[START OF Dataset records]

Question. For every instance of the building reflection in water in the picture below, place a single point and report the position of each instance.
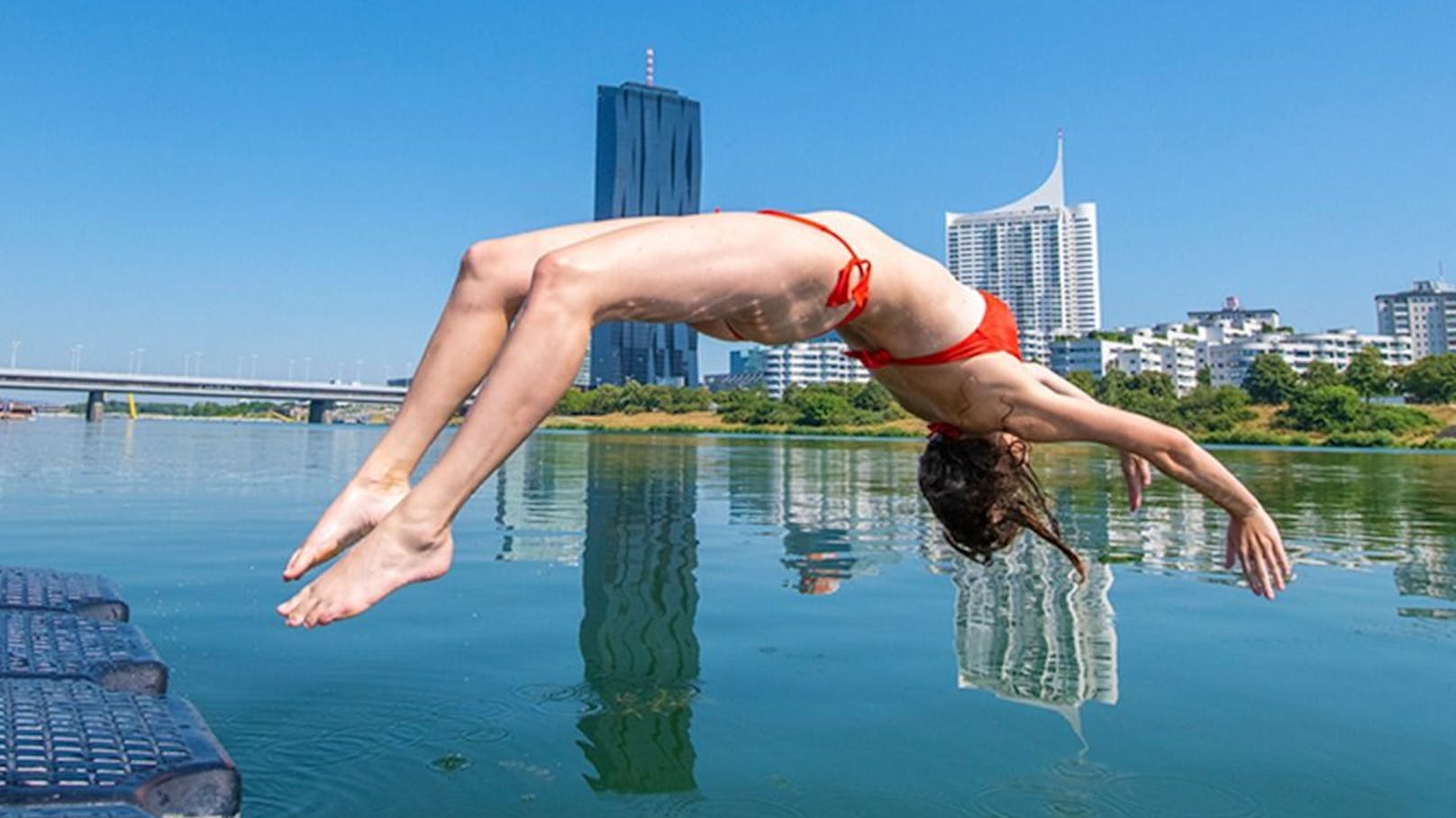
(640, 594)
(1028, 632)
(841, 514)
(541, 499)
(1342, 510)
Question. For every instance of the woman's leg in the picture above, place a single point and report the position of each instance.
(488, 291)
(682, 269)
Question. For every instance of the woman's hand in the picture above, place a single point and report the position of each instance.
(1137, 475)
(1255, 541)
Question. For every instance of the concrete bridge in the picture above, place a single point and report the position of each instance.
(321, 396)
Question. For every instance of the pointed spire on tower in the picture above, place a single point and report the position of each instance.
(1050, 193)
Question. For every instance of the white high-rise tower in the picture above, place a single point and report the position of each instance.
(1035, 253)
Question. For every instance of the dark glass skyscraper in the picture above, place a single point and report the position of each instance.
(648, 163)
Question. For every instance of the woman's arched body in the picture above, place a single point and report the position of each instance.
(730, 276)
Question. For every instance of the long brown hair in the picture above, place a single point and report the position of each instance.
(985, 494)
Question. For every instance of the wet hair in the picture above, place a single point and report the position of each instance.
(985, 494)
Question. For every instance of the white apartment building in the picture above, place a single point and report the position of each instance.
(1229, 363)
(808, 363)
(1167, 348)
(1035, 253)
(1425, 314)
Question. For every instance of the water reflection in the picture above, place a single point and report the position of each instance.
(1338, 508)
(640, 594)
(842, 513)
(541, 499)
(1028, 632)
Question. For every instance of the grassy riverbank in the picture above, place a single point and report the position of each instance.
(1257, 432)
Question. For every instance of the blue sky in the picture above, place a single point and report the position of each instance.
(299, 179)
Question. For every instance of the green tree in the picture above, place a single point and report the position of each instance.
(1368, 373)
(1321, 373)
(822, 408)
(1209, 409)
(1087, 382)
(1324, 409)
(1432, 378)
(1269, 380)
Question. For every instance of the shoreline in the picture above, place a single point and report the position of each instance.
(1257, 432)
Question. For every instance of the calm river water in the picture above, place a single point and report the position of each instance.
(718, 626)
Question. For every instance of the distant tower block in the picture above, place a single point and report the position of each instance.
(1039, 255)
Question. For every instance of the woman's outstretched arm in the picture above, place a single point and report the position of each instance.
(1134, 468)
(1042, 415)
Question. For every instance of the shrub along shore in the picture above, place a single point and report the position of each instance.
(1274, 408)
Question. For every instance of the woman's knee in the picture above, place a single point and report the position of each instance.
(562, 276)
(493, 272)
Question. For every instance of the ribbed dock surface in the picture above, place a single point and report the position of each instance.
(41, 590)
(86, 727)
(113, 654)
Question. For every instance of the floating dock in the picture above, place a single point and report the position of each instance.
(89, 728)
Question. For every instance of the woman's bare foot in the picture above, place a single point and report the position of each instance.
(359, 508)
(389, 558)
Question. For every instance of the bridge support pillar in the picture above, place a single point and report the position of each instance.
(95, 406)
(319, 411)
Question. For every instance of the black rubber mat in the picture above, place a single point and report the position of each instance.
(45, 590)
(73, 742)
(75, 811)
(49, 645)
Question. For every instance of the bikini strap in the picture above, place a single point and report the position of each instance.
(842, 293)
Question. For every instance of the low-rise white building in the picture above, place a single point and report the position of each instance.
(1165, 348)
(810, 363)
(1229, 363)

[END OF Dataset records]

> **Required work**
Reproduce the whole listing above word for word, leaving out the pictures.

> **Task result**
Question. For every instance of the building reflection in water in the picture below, place a single point and report the position of each instance.
(640, 594)
(1028, 632)
(841, 514)
(541, 499)
(1342, 510)
Question. For every instance of the woman's leg in the picture above, place a single point and report the position of each instance.
(488, 291)
(682, 269)
Question. For every instance of the woman's hand in the picture above, place a single point and report the position of each instance.
(1137, 475)
(1255, 541)
Question. For every instance of the concrete bridge in the picture above, place a single point and report the position of each instance.
(321, 396)
Question. For every instance of the pointed spire on tower in the picture above, place a single point and report the position of each instance.
(1050, 193)
Question. For every instance of the white high-rise tower in the picture above, place a single point and report the position of each instance.
(1035, 253)
Question. For every instance of the dark glass skyscraper in the picture above, place a single point and report the position of each instance.
(648, 163)
Question. For every instance of the woman's arched body in the picture above, place a single point and report the position of each instance.
(730, 276)
Question. For every instance of the long brown hair in the picture above, place a single point and report the position of each instance.
(985, 494)
Question. For every instance of the wet hair in the picture above, place a single point and report the position of each instance.
(985, 494)
Question. For every instance of the white apartment building in the picture above, place a single point and report the position of each instance.
(1229, 363)
(808, 363)
(1167, 348)
(1035, 253)
(1425, 314)
Question. For every instance of the water reflection in the picture above, place a single point and report the position of each instance.
(1338, 508)
(640, 594)
(842, 513)
(541, 499)
(1028, 632)
Question. For every instance of the grassy riverbank in the picture above, place a single point and report the position of each instance.
(1257, 432)
Question. For every instance of the blue sky in the picture above, place a single point and report the position of each instance.
(299, 179)
Question. For every instance of the green tree in the picture above, place a single point and report the position of each instance.
(1368, 373)
(1321, 373)
(822, 408)
(1209, 409)
(1087, 382)
(1324, 409)
(1432, 378)
(1269, 380)
Question. For every instance of the shoreline in the picture above, place a single point and report the position of each instance.
(1257, 432)
Question. For every instance of the calm river water in the picture above, place a single point and report the position of each instance.
(718, 626)
Question. For every instance of the distant tower block in the picture above, place a single point and report the position of each instance.
(1039, 255)
Question. For every instance of the woman's outstretched arm in the picture above, place a single point and report the position of each instance.
(1134, 468)
(1042, 415)
Question. For every instance of the shrub along shore in the picture above, place a single point and report the position of each instance.
(1274, 408)
Question. For every instance of the woman's knee in the picture above, place a single point and report the position of each instance.
(562, 276)
(493, 272)
Question. For every instance of the ribbed dock surface in the picture above, place a single point and report the position of each instance.
(41, 590)
(86, 727)
(113, 654)
Question. For every instance of the floating dock in the picture above, place a single point and report the position of each instance.
(89, 728)
Question. For every instance of the woman's bare foot in the picture above, place a single point and report the position of each instance.
(359, 508)
(389, 558)
Question. For every instance of the bridge support pillar in the picture above, place a single point and report the position of each instance.
(95, 406)
(319, 411)
Question. For every instance of the black rubber mat in the picture above, place a single point and report the position of each instance.
(45, 590)
(73, 742)
(75, 811)
(49, 645)
Question. For every instance of the bikini strap in the picture above, place a single point and report the position of each instance.
(842, 293)
Question. For every instance of the low-rise white building in the picture above, place a single point and report the position of each instance.
(1165, 348)
(810, 363)
(1229, 363)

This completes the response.